TASK | Retype the lines of the records below, beginning with the line that contains "the tree canopy?" and going on through the line that contains "[[[214,2],[3,3],[1,165],[255,165],[255,2]]]". Leave the pictures out of your copy.

(Items listed in a dataset)
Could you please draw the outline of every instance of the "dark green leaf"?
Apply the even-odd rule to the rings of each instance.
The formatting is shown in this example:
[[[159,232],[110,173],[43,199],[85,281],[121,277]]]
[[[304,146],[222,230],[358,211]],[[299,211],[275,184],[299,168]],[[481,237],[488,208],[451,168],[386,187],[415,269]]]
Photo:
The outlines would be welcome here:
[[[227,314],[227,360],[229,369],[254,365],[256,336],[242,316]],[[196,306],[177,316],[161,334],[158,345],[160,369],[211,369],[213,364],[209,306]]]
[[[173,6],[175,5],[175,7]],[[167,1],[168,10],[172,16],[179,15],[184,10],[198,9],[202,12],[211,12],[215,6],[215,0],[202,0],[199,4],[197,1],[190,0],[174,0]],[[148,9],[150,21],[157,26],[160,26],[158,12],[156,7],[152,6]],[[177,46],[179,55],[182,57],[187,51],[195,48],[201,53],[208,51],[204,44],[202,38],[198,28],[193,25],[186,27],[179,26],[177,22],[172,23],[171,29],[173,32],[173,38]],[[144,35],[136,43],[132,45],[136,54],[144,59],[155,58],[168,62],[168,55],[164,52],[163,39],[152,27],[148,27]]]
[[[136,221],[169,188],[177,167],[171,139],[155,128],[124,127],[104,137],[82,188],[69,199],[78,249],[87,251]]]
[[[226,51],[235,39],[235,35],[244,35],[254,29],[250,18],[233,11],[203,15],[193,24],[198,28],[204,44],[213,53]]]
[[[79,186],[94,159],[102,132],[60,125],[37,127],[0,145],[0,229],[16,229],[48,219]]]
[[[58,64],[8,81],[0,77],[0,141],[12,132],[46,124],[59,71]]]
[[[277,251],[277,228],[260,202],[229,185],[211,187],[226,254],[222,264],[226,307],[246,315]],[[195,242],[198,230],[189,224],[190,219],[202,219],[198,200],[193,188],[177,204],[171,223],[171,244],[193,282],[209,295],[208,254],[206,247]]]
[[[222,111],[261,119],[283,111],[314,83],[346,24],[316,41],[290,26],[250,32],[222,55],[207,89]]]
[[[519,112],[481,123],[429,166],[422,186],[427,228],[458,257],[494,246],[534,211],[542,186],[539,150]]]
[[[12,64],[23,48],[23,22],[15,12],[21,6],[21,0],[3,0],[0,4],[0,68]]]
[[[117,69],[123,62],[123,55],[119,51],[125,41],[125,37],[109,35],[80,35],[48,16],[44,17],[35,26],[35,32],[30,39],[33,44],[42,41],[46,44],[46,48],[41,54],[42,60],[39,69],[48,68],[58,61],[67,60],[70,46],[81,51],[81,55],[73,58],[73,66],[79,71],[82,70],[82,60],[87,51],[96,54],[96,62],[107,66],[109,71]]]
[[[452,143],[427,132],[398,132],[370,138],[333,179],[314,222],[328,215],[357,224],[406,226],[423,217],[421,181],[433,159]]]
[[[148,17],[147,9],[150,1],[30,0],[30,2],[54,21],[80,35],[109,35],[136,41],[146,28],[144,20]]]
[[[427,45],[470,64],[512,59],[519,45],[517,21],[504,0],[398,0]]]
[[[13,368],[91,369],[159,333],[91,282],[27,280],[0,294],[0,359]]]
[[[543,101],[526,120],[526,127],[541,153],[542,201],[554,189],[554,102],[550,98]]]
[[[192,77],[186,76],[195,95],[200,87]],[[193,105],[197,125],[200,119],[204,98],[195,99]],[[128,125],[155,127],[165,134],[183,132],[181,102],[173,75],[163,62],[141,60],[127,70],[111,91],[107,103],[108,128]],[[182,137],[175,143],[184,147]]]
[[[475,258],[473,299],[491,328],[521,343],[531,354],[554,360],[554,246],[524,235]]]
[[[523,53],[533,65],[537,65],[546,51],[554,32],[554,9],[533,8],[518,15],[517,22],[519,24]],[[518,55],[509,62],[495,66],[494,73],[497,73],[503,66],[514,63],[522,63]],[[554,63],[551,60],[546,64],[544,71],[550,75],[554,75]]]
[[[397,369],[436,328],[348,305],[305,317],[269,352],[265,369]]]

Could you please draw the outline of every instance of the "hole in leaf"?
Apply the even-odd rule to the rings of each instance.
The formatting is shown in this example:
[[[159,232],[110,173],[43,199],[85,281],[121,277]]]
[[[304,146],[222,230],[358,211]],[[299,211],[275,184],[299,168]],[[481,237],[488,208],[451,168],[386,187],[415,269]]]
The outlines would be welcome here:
---
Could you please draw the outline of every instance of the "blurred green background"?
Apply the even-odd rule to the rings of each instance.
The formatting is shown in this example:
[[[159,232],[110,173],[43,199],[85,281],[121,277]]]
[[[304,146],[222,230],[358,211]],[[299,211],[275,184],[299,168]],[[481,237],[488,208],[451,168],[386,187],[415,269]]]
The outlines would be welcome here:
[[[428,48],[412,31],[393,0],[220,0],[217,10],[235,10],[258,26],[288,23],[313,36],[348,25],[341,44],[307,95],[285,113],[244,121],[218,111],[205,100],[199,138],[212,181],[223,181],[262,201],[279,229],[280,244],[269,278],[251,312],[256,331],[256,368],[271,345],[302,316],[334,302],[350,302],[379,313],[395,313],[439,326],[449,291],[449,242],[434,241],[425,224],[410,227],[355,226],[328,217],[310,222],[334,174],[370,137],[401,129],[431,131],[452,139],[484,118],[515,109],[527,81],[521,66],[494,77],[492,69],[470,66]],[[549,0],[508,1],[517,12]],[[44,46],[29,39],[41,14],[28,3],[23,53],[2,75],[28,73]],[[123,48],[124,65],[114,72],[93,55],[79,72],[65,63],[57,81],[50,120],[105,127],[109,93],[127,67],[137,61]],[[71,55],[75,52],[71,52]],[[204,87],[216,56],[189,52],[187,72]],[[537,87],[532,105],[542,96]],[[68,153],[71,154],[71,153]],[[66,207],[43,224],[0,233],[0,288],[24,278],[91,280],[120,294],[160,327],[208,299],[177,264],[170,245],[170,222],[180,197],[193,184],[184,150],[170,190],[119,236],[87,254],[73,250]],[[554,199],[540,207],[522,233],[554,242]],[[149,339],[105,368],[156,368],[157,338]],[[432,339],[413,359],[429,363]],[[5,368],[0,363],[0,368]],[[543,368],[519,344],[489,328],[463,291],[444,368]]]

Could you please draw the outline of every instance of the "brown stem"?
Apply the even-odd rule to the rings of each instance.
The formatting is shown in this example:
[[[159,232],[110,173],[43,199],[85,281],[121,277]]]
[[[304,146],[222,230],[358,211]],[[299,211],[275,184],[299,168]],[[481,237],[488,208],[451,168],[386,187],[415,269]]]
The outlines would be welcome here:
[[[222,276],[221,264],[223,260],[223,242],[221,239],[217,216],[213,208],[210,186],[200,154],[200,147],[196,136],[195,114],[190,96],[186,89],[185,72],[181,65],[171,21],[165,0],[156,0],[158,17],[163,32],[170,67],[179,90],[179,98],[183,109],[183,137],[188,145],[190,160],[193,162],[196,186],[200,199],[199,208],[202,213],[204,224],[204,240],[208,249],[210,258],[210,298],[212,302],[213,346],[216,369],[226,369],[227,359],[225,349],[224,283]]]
---
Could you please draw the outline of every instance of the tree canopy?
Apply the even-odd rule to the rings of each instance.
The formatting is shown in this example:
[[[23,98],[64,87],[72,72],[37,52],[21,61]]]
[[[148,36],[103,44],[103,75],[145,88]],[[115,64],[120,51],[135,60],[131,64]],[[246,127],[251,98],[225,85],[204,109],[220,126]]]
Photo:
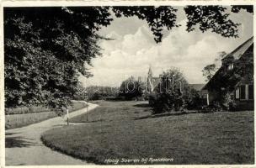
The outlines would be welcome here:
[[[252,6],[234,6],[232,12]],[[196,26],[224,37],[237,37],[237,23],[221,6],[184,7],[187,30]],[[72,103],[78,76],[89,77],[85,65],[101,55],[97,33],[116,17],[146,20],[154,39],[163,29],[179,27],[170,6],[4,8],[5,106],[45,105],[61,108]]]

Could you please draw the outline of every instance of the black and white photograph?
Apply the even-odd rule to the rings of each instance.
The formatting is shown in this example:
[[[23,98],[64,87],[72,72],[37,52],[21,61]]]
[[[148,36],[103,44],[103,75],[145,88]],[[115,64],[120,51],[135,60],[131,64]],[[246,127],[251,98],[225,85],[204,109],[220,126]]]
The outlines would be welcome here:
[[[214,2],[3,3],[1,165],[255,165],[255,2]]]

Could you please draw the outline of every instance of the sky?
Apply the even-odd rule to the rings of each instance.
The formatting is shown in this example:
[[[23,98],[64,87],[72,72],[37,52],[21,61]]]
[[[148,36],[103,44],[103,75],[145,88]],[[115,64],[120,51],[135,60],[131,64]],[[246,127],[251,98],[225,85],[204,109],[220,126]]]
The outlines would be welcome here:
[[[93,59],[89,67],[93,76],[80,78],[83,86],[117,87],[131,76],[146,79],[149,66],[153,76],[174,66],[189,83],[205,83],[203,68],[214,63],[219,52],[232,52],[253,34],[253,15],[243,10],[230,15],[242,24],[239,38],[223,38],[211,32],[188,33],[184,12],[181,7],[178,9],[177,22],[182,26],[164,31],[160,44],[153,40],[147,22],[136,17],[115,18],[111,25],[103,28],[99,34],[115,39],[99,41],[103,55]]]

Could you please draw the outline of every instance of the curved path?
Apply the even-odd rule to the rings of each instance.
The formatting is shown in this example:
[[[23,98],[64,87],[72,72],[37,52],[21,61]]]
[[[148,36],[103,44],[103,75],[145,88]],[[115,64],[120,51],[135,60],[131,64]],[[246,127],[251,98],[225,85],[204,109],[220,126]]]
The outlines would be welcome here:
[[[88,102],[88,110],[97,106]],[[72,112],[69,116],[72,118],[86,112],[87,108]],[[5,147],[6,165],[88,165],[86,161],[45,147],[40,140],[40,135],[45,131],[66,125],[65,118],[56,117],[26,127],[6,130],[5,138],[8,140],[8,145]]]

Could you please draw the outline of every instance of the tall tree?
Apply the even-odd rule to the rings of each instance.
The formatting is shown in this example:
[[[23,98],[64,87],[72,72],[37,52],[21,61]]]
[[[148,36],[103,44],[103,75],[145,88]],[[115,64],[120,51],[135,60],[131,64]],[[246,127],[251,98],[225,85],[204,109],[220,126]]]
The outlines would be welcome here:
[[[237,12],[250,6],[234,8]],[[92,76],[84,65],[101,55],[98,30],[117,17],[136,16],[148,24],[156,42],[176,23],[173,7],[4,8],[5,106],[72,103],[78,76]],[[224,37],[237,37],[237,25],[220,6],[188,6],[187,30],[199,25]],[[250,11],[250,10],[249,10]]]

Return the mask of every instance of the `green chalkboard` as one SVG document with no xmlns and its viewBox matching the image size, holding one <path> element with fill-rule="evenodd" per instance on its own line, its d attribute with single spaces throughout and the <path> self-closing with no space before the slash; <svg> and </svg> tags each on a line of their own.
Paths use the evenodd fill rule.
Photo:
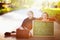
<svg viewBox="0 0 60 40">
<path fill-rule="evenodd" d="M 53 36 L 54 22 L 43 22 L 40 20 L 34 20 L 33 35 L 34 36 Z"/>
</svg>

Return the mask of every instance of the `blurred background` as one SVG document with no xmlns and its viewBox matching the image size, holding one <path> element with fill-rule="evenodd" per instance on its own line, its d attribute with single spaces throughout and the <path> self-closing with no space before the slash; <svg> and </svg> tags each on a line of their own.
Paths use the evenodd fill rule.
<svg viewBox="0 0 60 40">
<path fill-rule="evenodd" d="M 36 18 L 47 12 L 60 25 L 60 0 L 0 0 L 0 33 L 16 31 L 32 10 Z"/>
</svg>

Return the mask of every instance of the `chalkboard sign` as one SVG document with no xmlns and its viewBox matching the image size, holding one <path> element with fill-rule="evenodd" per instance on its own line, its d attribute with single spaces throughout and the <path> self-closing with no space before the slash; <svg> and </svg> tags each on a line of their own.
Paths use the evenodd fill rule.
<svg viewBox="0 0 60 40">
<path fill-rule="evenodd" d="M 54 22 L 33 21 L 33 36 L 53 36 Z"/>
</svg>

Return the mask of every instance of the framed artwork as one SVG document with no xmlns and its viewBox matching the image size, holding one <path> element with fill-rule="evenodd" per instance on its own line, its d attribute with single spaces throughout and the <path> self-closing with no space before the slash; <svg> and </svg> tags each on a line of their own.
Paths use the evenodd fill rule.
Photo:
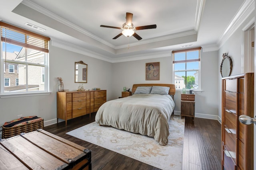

RESPONSE TO THIS EXERCISE |
Could you please draw the outline of every instance of the tree canopy?
Apply the even-odd rule to the rings of each instance.
The formatting is shown in this example:
[[[23,98],[64,87],[72,72],[37,52],[21,61]]]
[[[148,36],[103,44],[103,75],[145,88]],[[115,64],[120,51],[135,60],[131,64]],[[246,127],[251,98],[225,85],[204,109],[220,126]]]
Photo:
The outlines would be welcome here:
[[[252,6],[234,6],[232,12]],[[196,26],[224,37],[237,37],[237,23],[221,6],[184,7],[187,30]],[[72,103],[78,76],[89,77],[85,65],[101,55],[97,33],[116,17],[146,20],[154,39],[163,29],[179,27],[170,6],[4,8],[5,106],[45,105],[61,108]]]

Could you please draw the outline of every instance of the black and white photograph?
Apply the even-odd rule to the rings of each instance.
The formatting is shown in this example:
[[[23,98],[64,87],[72,72],[37,52],[21,61]]]
[[[148,36],[103,44],[103,75],[145,88]],[[115,64],[120,51],[135,60],[131,64]],[[246,127],[251,98],[225,85],[204,109],[220,126]]]
The outlines would be welcome here:
[[[214,2],[3,3],[1,165],[255,165],[255,2]]]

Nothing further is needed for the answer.